- **GOAL 1**:
How many lines of the listing below contain the word "blurred"? Reply with the number alone.

Boost logo

Boost :

Subject: Re: [boost] [review] Review of Nowide (Unicode) starts today
From: Frédéric Bron (frederic.bron_at_[hidden])
Date: 2017-06-19 17:37:20


Question to all:

Why should we try to handle wrong UTF-16 (or wrong UTF-8)?
1. such files should not exist
2. if they exist, why?
  - if it is because it is an old file, can the user just rename it properly?
  - if it is because it was produced by a program, why should this
program continue to work without fixing? Isn't it the best way that we
get wrong filenames forever?

I do not understand why we cannot just issue an error.

Thanks for explanations,

Frédéric

2017-06-19 19:19 GMT+02:00 Zach Laine via Boost <boost_at_[hidden]>:
> On Sun, Jun 11, 2017 at 11:20 PM, Frédéric Bron via Boost <
> boost_at_[hidden]> wrote:
>
>> Hi Everyone,
>>
>> The formal review of Artyom Beilis' Nowide library starts today and
>> will last until Wed. 21st of June.
>> [snip]
>> Please post your comments and review to the boost mailing list
>> (preferably), or privately to the Review Manager (to me ;-). Here are
>> some questions you might want to answer in your review:
>>
>
>
>
>> - What is your evaluation of the design?
>>
>
> 1) I'd really much rather have an iterator-based interface for the
> narrow/wide conversions. There's an existing set of iterators in
> Boost.Regex already, and I've recently written one here:
>
> https://github.com/tzlaine/text/blob/master/boost/text/utf8.hpp
>
> The reliance on a new custom string type is a substantial mistake, IMO
> (boost::nowide::basic_stackstring). Providing an iterator interface
> (possibly cribbing the one of the two implementations above) would negate
> the need for this new string type -- I could use the existing std::string,
> MyString, QString, a char buffer, or whatever. Also, I'd greatly prefer
> that the new interfaces be defined in terms of string_view instead of
> string/basic_stackstring (there's also a string_view implementation already
> Boost.Utility). string_view is simply far more usable, since it binds
> effortlessly to either a char const * or a string.
>
> 2) I don't really understand what happens when a user passes a valid
> Windows filename that is *invalid* UTF-16 to a program using Nowide. Is
> the invalid UTF-16 filename just broken in the process of trying to convert
> it to UTF-8? This is partially a documentation problem, but until I
> understand how this is intended to work, I'm also counting it as a design
> issue.
>
>> - What is your evaluation of the implementation?
>
> I did not look.
>
>> - What is your evaluation of the documentation?
>
> I think the documentation needs a bit of work. The non-reference portion
> is quite thin, and drilling down into the reference did not answer at least
> one question I had (the one above, about invalid UTF-16):
>
> Looking at some example code in the "Using the Library" section, I saw this:
>
> "
> To make this program handle Unicode properly, we do the following changes:
>
> #include <boost/nowide/args.hpp>
> #include <boost/nowide/fstream.hpp>
> #include <boost/nowide/iostream.hpp>
> int main(int argc,char **argv)
> {
> boost::nowide::args a(argc,argv); // Fix arguments - make them UTF-8
> "
>
> Ok, so I clicked "boost::nowide::args", hoping for an answer. The detailed
> description for args says:
>
> "

- **GOAL 2**:
Could you set down, word for word, the stretch of the Nowide review message above starting with "Why should we" and going on through "issue an error."?

- **LISTING**:

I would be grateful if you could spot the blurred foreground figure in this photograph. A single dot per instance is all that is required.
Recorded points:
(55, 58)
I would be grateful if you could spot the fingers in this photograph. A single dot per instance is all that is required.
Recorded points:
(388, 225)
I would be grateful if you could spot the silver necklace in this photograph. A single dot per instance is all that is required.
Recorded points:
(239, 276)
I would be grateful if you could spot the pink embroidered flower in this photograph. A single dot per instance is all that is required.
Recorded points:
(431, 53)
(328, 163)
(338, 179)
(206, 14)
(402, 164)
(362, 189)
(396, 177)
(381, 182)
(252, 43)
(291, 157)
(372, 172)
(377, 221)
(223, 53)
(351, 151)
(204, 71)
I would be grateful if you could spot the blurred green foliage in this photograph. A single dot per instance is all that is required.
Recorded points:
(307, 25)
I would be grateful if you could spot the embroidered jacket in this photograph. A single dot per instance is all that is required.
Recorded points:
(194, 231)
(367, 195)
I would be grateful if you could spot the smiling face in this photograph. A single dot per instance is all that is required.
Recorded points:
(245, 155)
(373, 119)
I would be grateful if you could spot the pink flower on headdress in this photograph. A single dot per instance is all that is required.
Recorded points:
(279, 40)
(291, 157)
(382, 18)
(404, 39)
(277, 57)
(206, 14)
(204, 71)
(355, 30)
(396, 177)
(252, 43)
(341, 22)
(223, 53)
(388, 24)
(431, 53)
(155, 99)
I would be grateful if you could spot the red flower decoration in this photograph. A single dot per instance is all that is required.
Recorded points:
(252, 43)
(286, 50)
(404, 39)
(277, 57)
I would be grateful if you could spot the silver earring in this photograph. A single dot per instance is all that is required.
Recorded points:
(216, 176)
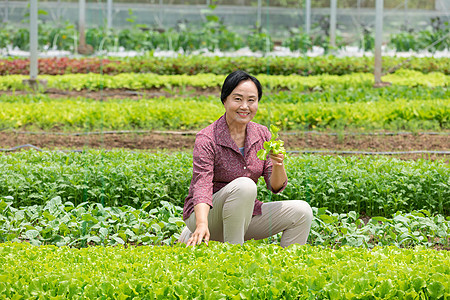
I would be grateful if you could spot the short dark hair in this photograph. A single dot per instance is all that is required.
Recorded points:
(233, 80)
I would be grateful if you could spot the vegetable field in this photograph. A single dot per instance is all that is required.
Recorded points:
(96, 163)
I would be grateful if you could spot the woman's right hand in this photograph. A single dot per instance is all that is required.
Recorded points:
(200, 234)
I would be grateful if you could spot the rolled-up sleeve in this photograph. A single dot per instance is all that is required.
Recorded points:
(203, 171)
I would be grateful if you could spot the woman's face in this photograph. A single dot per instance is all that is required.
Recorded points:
(241, 105)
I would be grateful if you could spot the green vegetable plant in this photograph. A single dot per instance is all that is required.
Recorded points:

- **REPLY 1**:
2

- **REPLY 2**:
Why should we try to handle wrong UTF-16 (or wrong UTF-8)?
1. such files should not exist
2. if they exist, why?
  - if it is because it is an old file, can the user just rename it properly?
  - if it is because it was produced by a program, why should this
program continue to work without fixing? Isn't it the best way that we
get wrong filenames forever?

I do not understand why we cannot just issue an error.